• EXERCISE BRIEF
Reproduce each line of the material below without any change.

[Stored records]
---*---
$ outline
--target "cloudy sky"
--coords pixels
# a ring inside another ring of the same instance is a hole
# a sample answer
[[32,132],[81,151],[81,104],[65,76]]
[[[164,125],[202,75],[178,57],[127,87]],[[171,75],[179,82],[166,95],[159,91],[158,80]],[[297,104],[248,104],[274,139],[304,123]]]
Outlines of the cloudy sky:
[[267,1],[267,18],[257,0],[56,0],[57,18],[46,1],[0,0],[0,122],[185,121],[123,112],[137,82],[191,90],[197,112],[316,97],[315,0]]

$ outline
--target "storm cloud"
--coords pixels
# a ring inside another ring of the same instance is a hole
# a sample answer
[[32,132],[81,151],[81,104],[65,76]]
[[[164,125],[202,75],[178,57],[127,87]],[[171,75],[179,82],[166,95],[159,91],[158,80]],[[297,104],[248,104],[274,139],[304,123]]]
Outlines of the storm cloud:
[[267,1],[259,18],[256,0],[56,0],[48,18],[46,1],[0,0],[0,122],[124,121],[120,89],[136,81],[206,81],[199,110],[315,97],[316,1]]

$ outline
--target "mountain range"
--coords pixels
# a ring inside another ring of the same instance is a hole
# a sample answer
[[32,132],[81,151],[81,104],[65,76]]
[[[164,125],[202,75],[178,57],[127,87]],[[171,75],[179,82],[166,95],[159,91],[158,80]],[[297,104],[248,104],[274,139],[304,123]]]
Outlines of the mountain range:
---*---
• SOLUTION FOR THIS PROBLEM
$ outline
--target "cloudy sky"
--coords pixels
# a ring inside another ring of the same instance is a hole
# a sample answer
[[32,132],[81,151],[81,104],[65,76]]
[[[164,125],[202,75],[178,57],[127,87]],[[171,75],[179,82],[166,95],[159,91],[158,80]],[[297,104],[248,104],[274,139],[304,123]]]
Outlines of the cloudy sky:
[[267,1],[267,18],[257,0],[56,0],[57,18],[46,1],[0,0],[0,122],[185,121],[123,112],[137,82],[191,90],[197,112],[316,97],[315,0]]

$ outline
--target "storm cloud"
--coords pixels
# a ring inside another ring of the same instance is a hole
# a sample answer
[[32,132],[81,151],[81,104],[65,76]]
[[[164,125],[202,75],[178,57],[127,87]],[[171,75],[179,82],[166,95],[159,91],[158,80]],[[297,104],[248,104],[274,139],[304,123]]]
Outlines of the storm cloud:
[[267,1],[259,18],[256,0],[56,0],[48,18],[46,1],[0,0],[0,122],[124,121],[120,89],[136,81],[206,81],[199,110],[315,97],[316,1]]

$ outline
--target "mountain range"
--coords pixels
# a ring inside another ring of the same instance is a hole
# a sample answer
[[32,132],[81,151],[81,104],[65,76]]
[[[164,125],[202,75],[178,57],[127,87]],[[171,75],[179,82],[166,95],[159,91],[158,80]],[[297,104],[248,104],[274,139],[304,123]]]
Outlines of the mountain range:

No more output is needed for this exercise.